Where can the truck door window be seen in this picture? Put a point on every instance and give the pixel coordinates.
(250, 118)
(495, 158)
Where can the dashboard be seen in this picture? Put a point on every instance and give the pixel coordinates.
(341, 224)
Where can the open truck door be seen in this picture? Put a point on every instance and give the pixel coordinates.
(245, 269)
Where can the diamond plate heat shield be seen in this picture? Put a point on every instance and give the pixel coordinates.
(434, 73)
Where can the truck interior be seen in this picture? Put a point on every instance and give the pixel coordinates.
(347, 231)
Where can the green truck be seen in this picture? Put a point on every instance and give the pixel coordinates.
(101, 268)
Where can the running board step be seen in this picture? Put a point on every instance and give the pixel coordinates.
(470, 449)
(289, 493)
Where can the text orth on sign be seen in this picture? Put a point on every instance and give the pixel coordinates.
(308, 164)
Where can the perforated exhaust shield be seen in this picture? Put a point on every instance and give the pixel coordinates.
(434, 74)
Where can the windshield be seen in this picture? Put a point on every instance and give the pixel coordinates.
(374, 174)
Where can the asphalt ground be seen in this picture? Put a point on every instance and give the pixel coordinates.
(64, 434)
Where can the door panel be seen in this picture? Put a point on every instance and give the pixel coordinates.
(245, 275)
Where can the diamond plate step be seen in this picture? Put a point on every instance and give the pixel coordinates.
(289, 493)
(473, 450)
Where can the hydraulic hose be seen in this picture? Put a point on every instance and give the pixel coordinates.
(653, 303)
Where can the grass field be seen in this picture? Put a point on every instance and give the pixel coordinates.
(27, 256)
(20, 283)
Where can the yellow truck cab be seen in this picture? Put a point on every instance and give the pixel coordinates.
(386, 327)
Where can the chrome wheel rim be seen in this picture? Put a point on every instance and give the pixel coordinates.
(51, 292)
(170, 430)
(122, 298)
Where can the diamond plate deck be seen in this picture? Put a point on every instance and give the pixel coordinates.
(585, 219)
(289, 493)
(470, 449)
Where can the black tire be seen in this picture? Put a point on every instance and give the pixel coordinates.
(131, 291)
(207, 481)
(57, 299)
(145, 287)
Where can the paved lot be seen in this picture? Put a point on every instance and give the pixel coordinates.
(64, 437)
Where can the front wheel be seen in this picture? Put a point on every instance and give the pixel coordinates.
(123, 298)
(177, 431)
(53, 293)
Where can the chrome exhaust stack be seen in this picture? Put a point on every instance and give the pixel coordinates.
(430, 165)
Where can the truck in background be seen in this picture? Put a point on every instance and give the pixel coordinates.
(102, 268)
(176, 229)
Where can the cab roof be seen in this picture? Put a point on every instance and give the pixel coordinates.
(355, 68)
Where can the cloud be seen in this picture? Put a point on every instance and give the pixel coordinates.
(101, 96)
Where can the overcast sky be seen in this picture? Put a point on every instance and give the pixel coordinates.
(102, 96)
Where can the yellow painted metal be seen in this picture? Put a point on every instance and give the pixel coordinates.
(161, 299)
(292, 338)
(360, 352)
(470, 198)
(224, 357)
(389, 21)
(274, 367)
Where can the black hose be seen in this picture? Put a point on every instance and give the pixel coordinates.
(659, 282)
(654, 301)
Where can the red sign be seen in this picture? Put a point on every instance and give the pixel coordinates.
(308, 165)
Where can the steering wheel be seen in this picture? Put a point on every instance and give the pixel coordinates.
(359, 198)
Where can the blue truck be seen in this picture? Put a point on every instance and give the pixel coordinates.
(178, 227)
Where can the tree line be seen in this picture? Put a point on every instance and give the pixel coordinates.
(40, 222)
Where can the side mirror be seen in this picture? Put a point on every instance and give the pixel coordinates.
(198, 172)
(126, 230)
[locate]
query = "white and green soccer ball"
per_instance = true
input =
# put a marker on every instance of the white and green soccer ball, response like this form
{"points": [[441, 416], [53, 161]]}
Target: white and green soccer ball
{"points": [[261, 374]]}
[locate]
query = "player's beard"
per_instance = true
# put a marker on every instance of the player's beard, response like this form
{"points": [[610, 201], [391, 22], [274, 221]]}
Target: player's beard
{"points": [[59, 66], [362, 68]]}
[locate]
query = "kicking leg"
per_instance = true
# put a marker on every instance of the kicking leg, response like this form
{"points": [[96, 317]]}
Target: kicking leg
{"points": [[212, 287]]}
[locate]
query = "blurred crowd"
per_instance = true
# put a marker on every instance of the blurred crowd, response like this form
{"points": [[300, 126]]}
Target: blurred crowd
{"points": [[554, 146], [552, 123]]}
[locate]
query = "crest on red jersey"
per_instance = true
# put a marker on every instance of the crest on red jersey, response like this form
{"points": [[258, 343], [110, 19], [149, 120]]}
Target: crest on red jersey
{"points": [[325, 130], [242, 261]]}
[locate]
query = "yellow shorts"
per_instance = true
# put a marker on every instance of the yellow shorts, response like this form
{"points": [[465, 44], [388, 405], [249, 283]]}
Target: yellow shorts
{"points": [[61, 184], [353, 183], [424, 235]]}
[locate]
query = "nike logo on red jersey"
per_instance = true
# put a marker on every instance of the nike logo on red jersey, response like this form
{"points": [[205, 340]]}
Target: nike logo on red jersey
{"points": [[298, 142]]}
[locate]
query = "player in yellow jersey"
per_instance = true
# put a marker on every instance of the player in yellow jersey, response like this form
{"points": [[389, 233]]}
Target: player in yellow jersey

★ ★ ★ ★

WORK TASK:
Write every entry out again. Leave each one exactly as it is.

EXPECTED ANSWER:
Where can the truck door window be seen in this picture? Put a point on every instance and give the pixel coordinates.
(250, 118)
(495, 158)
Where can the dashboard be seen in this picture? Put a point on every instance and give the pixel coordinates.
(341, 224)
Where can the open truck door be seen in this picture? Put a point on every instance and give the pixel coordinates.
(245, 269)
Where can the diamond plate heat shield be seen in this picture? Put a point on every instance and give the pixel coordinates.
(434, 73)
Where can the truck interior be seen in this picture? Put a point on every instance and give the pixel coordinates.
(347, 231)
Where can the green truck be seen in this picture? Put a point on every instance and give the pixel coordinates.
(101, 268)
Where can the running board step be seen in this picture? Put a point on every instance and give the pixel coordinates.
(470, 449)
(289, 493)
Where can the text orth on sign be seen in this picture? Put a point on every instance and give the pixel coordinates.
(308, 164)
Where can the perforated exhaust shield be seen in this picture? Put a point on every instance and give the pixel coordinates.
(434, 74)
Where can the windshield be seen in this picture? Put a point on every instance and give the pixel coordinates.
(374, 174)
Where can the asphalt ground be seen in this picture? Put a point on every instance and give the pixel coordinates.
(64, 434)
Where can the door panel be seen in this picture? Put a point on every instance and give the pixel coordinates.
(245, 275)
Where can the diamond plate step be seen in this picture? Put a point on every instance and give the pixel coordinates.
(289, 493)
(473, 450)
Where can the hydraulic hose be seen in this picture? Put a point on every instance and give the pixel coordinates.
(653, 303)
Where can the grass field be seen in this picture? Put a point on every instance and give the pixel coordinates.
(27, 256)
(20, 283)
Where can the yellow truck cab be seen in this picture? Put a point on every instance and give the pixel coordinates.
(386, 327)
Where can the chrome wheel rim be seen in this picture? Put a point on every instance and give the pixel coordinates.
(51, 292)
(170, 430)
(122, 298)
Where can the diamond plate deck be seen in this picture? Put a point on every instance and give the pixel coordinates.
(585, 219)
(289, 493)
(470, 449)
Where can the black tire be seen in this picture? Put a point on every instance and give the pixel coordinates.
(131, 291)
(207, 481)
(57, 299)
(145, 287)
Where can the paved lot be seen in this picture? Put a point on every instance and give the pixel coordinates.
(64, 437)
Where can the front wheel be seen in this picture? Put a point on every instance and give the pixel coordinates.
(123, 298)
(177, 431)
(53, 293)
Where can the chrome exhaust stack be seen in this picture? Put a point on every instance and give the pixel coordinates.
(430, 165)
Where can the truck in background be seen in this picture? Put a point on every instance and give the pixel coordinates.
(102, 268)
(176, 229)
Where can the cab roof be seen in this picture? Put a point on every instance and give the pixel coordinates.
(355, 68)
Where can the cloud be seen in this picture? Put a point on every instance and give the pixel coordinates.
(101, 96)
Where can the overcast sky be seen in this picture? Put a point on every instance and give the pixel coordinates.
(102, 96)
Where can the yellow painted metal be seen in this picture? Put a point on every instance and give the pixel coordinates.
(161, 299)
(292, 338)
(360, 352)
(470, 198)
(224, 357)
(389, 21)
(274, 367)
Where can the black hose be seen in this picture? Put a point on every instance and give the pixel coordinates.
(659, 282)
(654, 301)
Where can the red sign be seen in this picture? Put a point on every instance and give the pixel coordinates.
(308, 165)
Where can the steering wheel be seen in this picture? Put a point on every instance and give the pixel coordinates.
(359, 198)
Where can the blue truck be seen in this picture? Put a point on every instance and give the pixel coordinates.
(178, 227)
Where can the tree line be seen in this picture? Put a point on every instance and give the pixel coordinates.
(40, 222)
Where can the side mirror be seen in this picture? Put a point on every instance and give the pixel coordinates.
(198, 172)
(126, 230)
[locate]
query = "white and green soccer ball"
per_instance = true
input =
# put a marker on every instance of the white and green soccer ball, response like this form
{"points": [[441, 416], [53, 161]]}
Target: white and green soccer ball
{"points": [[261, 374]]}
[locate]
query = "player's beard"
per_instance = true
# put a marker on every instance of the player's beard, response like this form
{"points": [[610, 201], [391, 22], [274, 221]]}
Target: player's beard
{"points": [[59, 66], [362, 68]]}
[locate]
query = "kicking leg"
per_instance = true
# put a marker on every instance of the kicking leg, response like this form
{"points": [[96, 317]]}
Target: kicking leg
{"points": [[212, 287]]}
[locate]
query = "blurred crowd"
per_instance = true
# put a marker on every instance of the blurred crowd, response like this form
{"points": [[300, 126]]}
Target: blurred crowd
{"points": [[554, 146], [552, 123]]}
[locate]
query = "crest on red jersey"
per_instance = true
# put a marker on every instance of the crest on red jersey, response like this form
{"points": [[258, 343], [110, 19], [149, 120]]}
Target: crest on red jersey
{"points": [[325, 130], [242, 261]]}
[locate]
query = "yellow shorts"
per_instance = true
# put a marker on every instance of the yellow shorts, response like this form
{"points": [[465, 44], [388, 405], [249, 283]]}
Target: yellow shorts
{"points": [[61, 184], [353, 183], [424, 235]]}
[locate]
query = "nike logo on red jersey"
per_instance = true
# put a marker on every instance of the nike logo on red jersey, response like this form
{"points": [[205, 340]]}
Target: nike logo on red jersey
{"points": [[298, 142]]}
[locate]
query = "player in yellow jersey"
per_instance = true
# put a marker on every instance of the player in yellow jersey, response like this form
{"points": [[389, 233]]}
Target: player in yellow jersey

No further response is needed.